### [ASSIGNED TASK 1]
According to the news report on Postal Service sorting machines, how many machines did the documents obtained by CNN indicate were slated for "reduction" this year?
### [ASSIGNED TASK 2]
Continue the news report on Postal Service sorting machines from where it stops.

(CNN) — White House Chief of Staff Mark Meadows said Sunday that the US Postal Service will not dismantle any mail-sorting machines between now and Election Day.
“Sorting machines between now and Election Day will not be taken off line,” Meadows told CNN’s Jake Tapper on “State of the Union.”
The postal service has come under criticism lately for dismantling some machines across the country and planning on more.
Chris Bentley, president of the National Postal Mail Handlers Union Local 297, which covers Kansas and part of Missouri, previously told CNN that postal management had already taken out four machines in Kansas City, two machines in Springfield, Missouri, and one machine in Wichita, Kansas.
Meadows told CNN that was not part of a new initiative but was part of a pre-planned reallocation.
Documents obtained by CNN last week indicated 671 machines used to organize letters or other pieces of mail are slated for “reduction” in dozens of cities this year.
The USPS’s own document calls the move a “reduction” of equipment.
A letter sent Wednesday from the National Postal Mail Handlers Union to the Postal Service headquarters asked, “Why are these machines being removed?”

### [ENTRIES PROVIDED]
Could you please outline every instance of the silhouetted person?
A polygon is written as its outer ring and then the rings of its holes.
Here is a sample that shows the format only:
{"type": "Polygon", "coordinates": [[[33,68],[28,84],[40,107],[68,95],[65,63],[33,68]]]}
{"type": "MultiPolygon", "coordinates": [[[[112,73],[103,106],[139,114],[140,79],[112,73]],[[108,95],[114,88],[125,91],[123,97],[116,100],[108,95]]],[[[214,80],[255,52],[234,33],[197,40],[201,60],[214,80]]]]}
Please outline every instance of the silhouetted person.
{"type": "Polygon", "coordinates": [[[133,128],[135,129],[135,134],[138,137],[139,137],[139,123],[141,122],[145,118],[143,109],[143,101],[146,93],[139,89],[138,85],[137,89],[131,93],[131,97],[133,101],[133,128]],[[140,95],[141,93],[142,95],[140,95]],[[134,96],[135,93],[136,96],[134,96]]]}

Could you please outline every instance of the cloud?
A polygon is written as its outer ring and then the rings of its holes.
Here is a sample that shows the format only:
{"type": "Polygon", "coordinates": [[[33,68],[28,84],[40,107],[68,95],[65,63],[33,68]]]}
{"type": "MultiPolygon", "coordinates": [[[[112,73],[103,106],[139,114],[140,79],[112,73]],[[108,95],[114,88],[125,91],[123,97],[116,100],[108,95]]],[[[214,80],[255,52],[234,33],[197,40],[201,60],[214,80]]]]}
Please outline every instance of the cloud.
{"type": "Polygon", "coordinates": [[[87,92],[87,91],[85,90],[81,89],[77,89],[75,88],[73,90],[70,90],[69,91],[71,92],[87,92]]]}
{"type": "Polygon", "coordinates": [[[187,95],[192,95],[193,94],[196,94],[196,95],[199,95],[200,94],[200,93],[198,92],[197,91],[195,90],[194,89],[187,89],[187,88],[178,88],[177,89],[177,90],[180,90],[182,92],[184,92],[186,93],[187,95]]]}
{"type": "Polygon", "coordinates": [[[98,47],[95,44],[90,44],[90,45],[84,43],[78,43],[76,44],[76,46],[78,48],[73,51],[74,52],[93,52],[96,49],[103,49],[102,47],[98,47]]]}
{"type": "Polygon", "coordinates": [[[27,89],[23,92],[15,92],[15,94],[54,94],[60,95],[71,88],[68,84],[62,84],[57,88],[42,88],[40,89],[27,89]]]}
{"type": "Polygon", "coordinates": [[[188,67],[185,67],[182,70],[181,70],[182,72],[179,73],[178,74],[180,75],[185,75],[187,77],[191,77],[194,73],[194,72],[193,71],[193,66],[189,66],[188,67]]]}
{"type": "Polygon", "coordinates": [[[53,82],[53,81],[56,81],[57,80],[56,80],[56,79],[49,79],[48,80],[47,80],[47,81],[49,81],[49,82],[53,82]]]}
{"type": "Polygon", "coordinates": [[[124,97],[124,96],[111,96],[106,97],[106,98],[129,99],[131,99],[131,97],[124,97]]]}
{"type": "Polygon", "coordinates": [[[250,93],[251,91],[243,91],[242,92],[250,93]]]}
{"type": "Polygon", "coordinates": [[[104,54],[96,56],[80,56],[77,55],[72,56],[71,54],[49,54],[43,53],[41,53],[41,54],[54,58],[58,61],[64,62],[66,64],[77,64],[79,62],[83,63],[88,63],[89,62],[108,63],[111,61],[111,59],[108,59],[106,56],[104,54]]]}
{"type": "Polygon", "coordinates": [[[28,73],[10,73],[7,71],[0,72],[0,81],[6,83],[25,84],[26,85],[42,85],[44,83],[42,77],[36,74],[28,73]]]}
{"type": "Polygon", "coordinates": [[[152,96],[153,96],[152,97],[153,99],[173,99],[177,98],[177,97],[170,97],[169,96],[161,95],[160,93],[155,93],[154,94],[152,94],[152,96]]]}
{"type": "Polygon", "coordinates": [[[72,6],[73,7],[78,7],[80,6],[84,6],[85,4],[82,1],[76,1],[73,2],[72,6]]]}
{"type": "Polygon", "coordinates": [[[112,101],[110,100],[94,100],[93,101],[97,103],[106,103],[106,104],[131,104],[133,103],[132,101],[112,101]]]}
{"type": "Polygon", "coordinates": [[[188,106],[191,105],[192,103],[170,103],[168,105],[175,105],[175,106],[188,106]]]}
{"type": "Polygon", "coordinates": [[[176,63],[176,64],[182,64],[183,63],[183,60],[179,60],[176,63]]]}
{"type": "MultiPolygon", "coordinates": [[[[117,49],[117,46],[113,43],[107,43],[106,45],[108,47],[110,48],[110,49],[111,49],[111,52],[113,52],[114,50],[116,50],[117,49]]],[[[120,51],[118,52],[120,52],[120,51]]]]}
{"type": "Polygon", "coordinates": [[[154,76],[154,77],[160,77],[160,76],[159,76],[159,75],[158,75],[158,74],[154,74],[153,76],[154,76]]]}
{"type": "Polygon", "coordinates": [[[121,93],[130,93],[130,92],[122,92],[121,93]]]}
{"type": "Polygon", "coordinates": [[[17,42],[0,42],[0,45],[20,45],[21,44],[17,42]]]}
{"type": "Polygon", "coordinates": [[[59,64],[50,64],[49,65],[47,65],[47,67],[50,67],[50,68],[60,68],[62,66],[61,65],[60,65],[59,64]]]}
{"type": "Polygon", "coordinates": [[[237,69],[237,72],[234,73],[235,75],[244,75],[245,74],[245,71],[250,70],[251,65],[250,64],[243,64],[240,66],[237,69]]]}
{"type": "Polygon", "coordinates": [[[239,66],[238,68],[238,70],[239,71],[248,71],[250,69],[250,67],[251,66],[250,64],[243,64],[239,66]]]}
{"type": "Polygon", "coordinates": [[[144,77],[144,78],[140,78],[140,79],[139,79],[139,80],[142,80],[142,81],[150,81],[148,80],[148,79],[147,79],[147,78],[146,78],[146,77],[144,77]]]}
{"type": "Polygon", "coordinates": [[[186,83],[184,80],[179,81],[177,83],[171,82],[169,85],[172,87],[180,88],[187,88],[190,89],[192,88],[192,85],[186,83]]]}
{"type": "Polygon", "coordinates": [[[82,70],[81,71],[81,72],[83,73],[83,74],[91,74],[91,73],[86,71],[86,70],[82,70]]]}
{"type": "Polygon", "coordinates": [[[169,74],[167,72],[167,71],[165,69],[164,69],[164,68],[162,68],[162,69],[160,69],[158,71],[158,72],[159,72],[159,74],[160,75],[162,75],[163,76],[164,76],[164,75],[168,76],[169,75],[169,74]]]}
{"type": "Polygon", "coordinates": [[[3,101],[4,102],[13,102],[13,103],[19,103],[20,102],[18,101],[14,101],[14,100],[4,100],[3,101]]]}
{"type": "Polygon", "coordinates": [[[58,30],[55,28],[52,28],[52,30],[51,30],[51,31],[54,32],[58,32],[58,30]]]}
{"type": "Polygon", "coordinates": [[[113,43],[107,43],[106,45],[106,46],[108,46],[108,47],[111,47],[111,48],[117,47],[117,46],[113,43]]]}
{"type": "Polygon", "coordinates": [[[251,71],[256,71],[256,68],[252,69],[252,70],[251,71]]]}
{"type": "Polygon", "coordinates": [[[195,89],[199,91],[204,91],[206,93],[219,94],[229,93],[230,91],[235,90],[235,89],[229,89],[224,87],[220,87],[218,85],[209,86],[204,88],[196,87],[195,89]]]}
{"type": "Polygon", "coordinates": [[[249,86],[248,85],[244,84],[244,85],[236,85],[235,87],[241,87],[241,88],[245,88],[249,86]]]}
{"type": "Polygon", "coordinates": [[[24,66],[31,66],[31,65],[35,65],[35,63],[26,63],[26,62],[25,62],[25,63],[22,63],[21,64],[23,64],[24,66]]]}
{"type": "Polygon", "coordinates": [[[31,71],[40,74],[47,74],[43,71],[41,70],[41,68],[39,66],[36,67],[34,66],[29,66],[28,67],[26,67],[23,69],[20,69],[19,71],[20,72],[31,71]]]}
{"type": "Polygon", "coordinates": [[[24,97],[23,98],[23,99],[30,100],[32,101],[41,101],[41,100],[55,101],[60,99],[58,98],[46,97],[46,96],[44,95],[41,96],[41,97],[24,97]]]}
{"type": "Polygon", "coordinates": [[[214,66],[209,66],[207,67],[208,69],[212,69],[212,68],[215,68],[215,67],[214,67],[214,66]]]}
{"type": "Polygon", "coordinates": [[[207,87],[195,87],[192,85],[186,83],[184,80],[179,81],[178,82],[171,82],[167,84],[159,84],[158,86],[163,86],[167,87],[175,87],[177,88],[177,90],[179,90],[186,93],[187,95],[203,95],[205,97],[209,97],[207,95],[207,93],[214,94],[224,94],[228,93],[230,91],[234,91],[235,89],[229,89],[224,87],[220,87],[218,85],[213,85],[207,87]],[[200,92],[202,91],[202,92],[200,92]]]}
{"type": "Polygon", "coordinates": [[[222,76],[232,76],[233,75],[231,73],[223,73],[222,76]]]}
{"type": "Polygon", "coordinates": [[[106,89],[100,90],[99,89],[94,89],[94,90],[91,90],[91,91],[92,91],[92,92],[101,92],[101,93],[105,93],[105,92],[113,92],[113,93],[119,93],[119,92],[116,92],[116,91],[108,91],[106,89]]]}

### [OUTPUT 1]
671 machines

### [OUTPUT 2]
On Friday, the postal service, which is mired in longstanding funding problems, warned nearly all 50 states and Washington, DC, that mail-in ballots may not be received by election offices in time to be counted.
Postmaster General Louis DeJoy’s administration has slowed delivery, removed high-speed letter sorters from commission and issued a stark warning to election officials that mail-in ballots will no longer automatically be moved as priority mail. On top of that, the USPS has started reducing post office operating hours across several states, cut overtime for postal workers and removed some of their iconic blue letter collection boxes.
In the wake of what DeJoy is calling a “restructuring,” the agency’s inspector general is now reviewing these policy changes. Democrats are amping up demands that DeJoy rescind his changes and get the agency ready for the flood of mail-in ballots necessitated by the pandemic.